> **Task statement**
Pull out each line in the lines below that contains the word "purple", matching case exactly.

**** Excerpted data

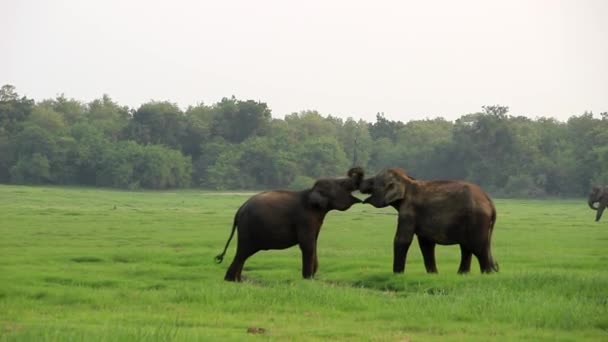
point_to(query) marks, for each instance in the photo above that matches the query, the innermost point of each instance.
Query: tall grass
(99, 265)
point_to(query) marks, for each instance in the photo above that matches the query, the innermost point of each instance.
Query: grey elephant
(437, 212)
(598, 195)
(281, 219)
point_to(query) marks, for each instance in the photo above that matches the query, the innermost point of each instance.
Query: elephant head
(598, 195)
(388, 187)
(330, 194)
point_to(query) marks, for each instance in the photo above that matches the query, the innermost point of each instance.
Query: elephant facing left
(280, 219)
(598, 195)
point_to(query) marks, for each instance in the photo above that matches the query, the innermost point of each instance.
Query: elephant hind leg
(486, 263)
(427, 247)
(465, 260)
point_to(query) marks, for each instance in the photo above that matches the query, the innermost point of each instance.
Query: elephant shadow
(396, 285)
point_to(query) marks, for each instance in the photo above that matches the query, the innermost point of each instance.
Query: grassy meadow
(80, 264)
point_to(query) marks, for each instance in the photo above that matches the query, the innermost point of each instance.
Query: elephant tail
(492, 222)
(220, 257)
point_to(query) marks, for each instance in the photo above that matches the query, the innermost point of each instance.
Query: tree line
(236, 144)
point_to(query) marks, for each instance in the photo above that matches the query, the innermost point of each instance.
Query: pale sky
(408, 59)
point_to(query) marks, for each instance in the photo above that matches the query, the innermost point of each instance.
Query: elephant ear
(317, 200)
(394, 187)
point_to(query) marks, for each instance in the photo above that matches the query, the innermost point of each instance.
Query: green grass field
(101, 265)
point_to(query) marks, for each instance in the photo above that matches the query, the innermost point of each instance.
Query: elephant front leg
(465, 260)
(403, 240)
(309, 259)
(427, 247)
(600, 210)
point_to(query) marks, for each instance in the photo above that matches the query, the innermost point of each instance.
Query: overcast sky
(408, 59)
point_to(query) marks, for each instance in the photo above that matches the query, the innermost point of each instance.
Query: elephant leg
(236, 267)
(465, 260)
(401, 244)
(428, 254)
(600, 210)
(486, 264)
(308, 259)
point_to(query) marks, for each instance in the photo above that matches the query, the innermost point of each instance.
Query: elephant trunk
(356, 174)
(591, 202)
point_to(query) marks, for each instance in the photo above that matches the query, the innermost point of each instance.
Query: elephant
(280, 219)
(444, 212)
(598, 195)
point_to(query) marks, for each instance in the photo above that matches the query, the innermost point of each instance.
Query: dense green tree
(161, 123)
(111, 118)
(236, 120)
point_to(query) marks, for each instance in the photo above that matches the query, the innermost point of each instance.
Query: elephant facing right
(598, 195)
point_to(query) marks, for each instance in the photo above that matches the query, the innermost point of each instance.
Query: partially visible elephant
(598, 195)
(280, 219)
(437, 212)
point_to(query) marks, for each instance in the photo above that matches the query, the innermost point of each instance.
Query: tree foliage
(235, 144)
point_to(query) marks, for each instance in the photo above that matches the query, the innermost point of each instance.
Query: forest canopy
(236, 144)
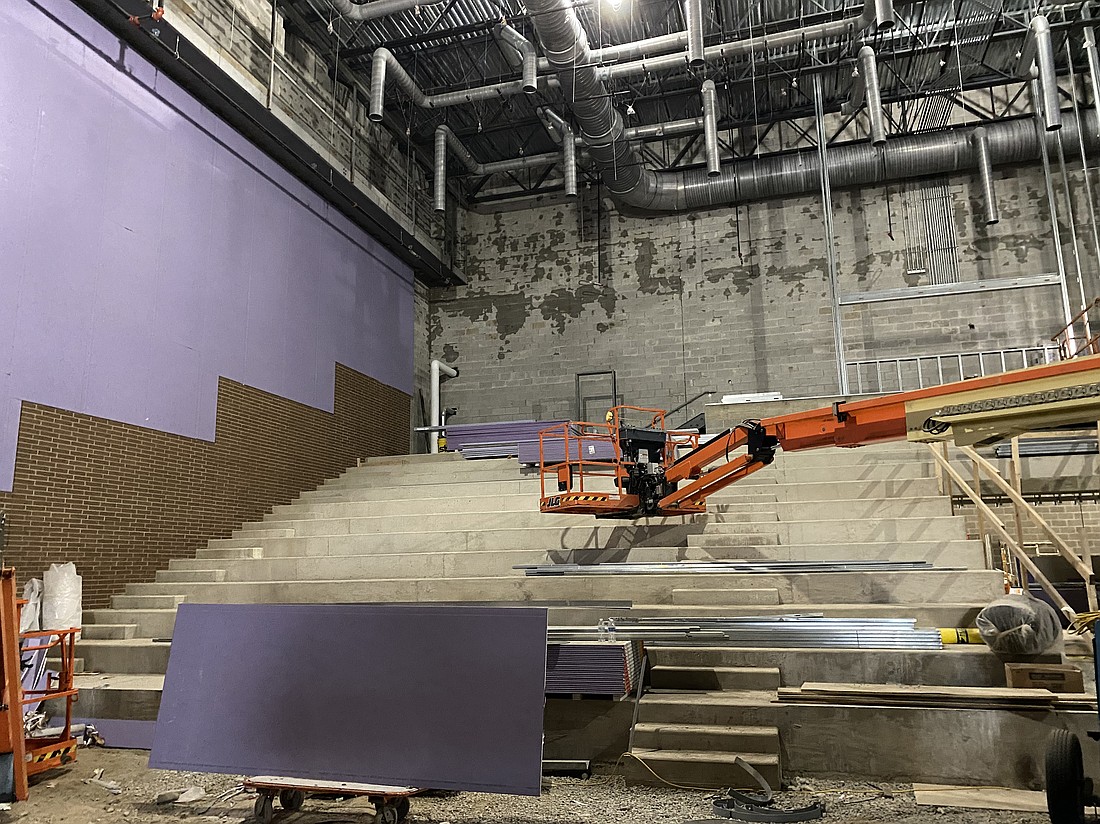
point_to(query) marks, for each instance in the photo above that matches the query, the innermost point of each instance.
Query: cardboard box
(1053, 677)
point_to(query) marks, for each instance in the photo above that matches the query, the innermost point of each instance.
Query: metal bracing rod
(377, 9)
(446, 139)
(385, 66)
(826, 189)
(1090, 53)
(986, 175)
(1086, 174)
(1052, 206)
(711, 128)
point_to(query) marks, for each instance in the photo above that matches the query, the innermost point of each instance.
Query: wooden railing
(1018, 559)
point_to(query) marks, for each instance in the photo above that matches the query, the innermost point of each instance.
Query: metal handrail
(888, 370)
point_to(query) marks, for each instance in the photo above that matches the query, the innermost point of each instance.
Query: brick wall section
(121, 501)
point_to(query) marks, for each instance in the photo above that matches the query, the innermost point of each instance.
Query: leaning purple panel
(446, 698)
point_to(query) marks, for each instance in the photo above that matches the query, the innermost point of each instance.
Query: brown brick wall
(121, 501)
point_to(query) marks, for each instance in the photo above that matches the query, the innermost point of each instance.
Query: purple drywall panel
(446, 698)
(147, 249)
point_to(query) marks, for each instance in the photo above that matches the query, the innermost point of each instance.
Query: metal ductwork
(876, 12)
(711, 128)
(693, 28)
(986, 174)
(385, 66)
(865, 90)
(1036, 59)
(377, 9)
(630, 184)
(444, 139)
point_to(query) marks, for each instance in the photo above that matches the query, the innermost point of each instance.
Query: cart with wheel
(391, 803)
(1068, 790)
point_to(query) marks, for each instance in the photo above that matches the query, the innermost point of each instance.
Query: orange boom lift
(633, 467)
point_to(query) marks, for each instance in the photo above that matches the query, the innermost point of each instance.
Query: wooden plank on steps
(980, 798)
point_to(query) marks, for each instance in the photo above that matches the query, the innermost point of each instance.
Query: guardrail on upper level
(916, 372)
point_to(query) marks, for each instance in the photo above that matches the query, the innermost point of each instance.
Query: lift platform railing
(585, 462)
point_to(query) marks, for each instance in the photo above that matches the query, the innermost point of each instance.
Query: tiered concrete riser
(443, 529)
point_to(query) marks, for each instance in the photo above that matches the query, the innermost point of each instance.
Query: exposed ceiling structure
(938, 63)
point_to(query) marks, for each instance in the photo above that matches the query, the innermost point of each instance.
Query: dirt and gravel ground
(64, 797)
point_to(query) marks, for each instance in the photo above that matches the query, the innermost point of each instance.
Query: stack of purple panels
(499, 439)
(593, 668)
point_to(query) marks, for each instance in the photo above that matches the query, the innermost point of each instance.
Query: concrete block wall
(733, 299)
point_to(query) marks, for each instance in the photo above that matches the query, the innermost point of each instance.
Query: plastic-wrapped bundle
(61, 597)
(1019, 625)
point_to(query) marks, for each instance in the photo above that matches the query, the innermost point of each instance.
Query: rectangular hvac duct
(441, 698)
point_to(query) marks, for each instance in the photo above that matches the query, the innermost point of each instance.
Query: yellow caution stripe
(960, 635)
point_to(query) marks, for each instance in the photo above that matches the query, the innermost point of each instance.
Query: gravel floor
(65, 797)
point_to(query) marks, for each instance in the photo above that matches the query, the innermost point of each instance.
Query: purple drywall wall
(146, 248)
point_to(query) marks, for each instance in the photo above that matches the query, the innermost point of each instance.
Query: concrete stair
(430, 529)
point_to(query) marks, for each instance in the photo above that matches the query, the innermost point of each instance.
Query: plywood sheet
(980, 798)
(441, 698)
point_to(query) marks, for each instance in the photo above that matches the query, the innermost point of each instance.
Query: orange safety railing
(1073, 343)
(582, 457)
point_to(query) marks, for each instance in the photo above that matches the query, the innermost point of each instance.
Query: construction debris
(954, 698)
(810, 630)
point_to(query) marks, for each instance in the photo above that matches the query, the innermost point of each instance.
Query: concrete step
(125, 656)
(911, 507)
(843, 531)
(932, 586)
(175, 574)
(108, 632)
(229, 552)
(705, 769)
(968, 553)
(119, 695)
(958, 665)
(718, 597)
(780, 472)
(584, 536)
(261, 530)
(416, 490)
(405, 506)
(695, 677)
(432, 525)
(166, 597)
(706, 737)
(712, 709)
(838, 489)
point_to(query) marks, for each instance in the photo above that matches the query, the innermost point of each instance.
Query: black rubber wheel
(292, 800)
(1065, 778)
(386, 814)
(403, 809)
(264, 809)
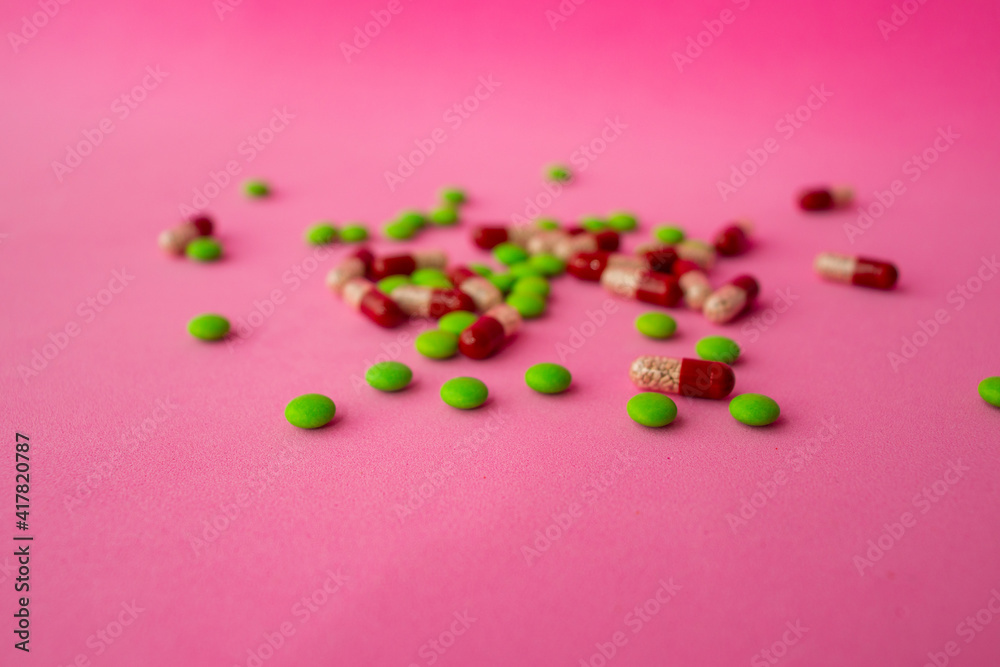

********

> **Result for this task**
Query: leaning purple panel
Query: purple drywall panel
Query: stack of purple panels
Query: purple drywall wall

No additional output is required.